*Written request:*
Count the lines in the material below that include the word "containing", treating uppercase and lowercase as different. Give only the number.

*Stored data:*
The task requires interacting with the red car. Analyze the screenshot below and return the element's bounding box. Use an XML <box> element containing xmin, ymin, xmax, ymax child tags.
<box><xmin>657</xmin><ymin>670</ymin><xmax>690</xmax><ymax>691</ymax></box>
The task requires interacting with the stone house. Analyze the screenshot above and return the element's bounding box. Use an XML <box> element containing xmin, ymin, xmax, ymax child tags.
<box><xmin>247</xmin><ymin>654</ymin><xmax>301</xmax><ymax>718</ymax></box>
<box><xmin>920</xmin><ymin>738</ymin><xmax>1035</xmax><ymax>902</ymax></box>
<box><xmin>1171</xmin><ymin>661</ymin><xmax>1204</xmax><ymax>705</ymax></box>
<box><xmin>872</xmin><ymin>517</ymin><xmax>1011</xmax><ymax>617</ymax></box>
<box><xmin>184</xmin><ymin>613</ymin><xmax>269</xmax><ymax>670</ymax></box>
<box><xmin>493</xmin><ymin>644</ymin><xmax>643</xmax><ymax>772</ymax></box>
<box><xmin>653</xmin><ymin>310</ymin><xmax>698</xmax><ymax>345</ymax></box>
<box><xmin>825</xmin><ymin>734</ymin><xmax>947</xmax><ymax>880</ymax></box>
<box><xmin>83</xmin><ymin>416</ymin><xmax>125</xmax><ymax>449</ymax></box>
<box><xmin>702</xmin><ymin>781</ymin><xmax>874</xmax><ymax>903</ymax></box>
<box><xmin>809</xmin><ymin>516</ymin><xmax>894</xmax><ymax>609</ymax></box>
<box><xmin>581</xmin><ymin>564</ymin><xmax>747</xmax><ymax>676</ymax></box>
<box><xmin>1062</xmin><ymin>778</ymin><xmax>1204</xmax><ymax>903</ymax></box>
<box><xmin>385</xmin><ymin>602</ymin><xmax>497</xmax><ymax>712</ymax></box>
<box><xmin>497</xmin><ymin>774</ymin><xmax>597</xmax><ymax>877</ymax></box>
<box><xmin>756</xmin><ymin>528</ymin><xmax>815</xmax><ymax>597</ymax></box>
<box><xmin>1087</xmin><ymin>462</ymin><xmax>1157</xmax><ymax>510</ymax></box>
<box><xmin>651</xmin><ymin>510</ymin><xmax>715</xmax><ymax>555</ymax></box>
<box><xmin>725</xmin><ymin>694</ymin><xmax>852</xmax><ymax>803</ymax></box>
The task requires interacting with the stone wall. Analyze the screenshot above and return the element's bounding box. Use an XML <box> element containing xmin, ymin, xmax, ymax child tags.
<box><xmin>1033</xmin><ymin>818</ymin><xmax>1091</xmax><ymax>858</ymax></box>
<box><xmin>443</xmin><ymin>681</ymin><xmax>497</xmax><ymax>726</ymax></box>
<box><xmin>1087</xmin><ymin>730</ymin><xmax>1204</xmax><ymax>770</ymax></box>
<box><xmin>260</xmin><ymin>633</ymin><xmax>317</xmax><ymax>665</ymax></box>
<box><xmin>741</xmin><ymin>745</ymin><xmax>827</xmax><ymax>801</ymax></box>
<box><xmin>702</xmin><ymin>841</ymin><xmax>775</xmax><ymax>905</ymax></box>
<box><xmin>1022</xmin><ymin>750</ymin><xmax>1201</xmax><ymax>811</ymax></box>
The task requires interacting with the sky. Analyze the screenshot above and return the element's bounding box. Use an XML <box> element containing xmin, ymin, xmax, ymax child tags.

*The reply:*
4